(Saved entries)
_ _ _ _

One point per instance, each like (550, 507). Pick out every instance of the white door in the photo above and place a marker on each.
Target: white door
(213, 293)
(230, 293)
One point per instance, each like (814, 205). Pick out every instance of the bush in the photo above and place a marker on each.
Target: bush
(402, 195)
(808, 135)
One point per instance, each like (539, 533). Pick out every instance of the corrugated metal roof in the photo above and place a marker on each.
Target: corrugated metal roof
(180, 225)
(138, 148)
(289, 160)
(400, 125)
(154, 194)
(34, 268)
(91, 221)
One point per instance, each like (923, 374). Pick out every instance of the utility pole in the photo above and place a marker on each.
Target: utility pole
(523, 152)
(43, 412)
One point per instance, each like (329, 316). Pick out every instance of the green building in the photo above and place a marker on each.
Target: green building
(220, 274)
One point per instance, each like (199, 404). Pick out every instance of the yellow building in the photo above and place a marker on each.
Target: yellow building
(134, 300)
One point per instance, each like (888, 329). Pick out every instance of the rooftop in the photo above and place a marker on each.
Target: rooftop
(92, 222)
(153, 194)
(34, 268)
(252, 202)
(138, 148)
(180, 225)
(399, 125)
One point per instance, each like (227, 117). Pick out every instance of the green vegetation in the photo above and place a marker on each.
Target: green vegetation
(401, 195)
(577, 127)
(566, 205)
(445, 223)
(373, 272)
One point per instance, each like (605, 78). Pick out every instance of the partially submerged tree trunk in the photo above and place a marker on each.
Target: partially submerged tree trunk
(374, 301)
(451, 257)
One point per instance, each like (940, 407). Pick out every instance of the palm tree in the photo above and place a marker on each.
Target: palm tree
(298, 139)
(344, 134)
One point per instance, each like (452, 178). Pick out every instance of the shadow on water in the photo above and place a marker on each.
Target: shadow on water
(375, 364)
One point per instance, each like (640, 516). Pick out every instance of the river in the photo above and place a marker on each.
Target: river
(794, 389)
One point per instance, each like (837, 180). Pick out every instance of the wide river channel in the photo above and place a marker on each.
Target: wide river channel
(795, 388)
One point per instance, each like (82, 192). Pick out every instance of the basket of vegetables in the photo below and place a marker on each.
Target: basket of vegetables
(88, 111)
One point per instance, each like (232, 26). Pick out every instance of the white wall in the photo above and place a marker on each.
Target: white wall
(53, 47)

_ _ _ _

> _Prompt_
Repeat exactly the lines above, starting with the line that contains "Target: palm tree" and ending with the last line, both included, and nothing else.

> _Response_
Target: palm tree
(298, 139)
(344, 134)
One point per instance, each like (452, 178). Pick out every instance of the shadow on water in the photo above and place a marker on each.
Target: shadow on water
(375, 364)
One point per instance, each like (640, 516). Pick out every instance of the river in the photo above and place a marker on each.
Target: river
(794, 389)
One point per instance, each like (837, 180). Pick out every instance of the wide river channel in the photo above and place a marker on each.
Target: wide river channel
(795, 388)
One point per instance, each like (82, 192). Pick out every instance of the basket of vegetables in the photo below and place a marker on each.
Target: basket of vegetables
(88, 111)
One point per instance, each like (232, 26). Pick out every instance of the white wall in the photo above and place a marker on each.
Target: white wall
(53, 47)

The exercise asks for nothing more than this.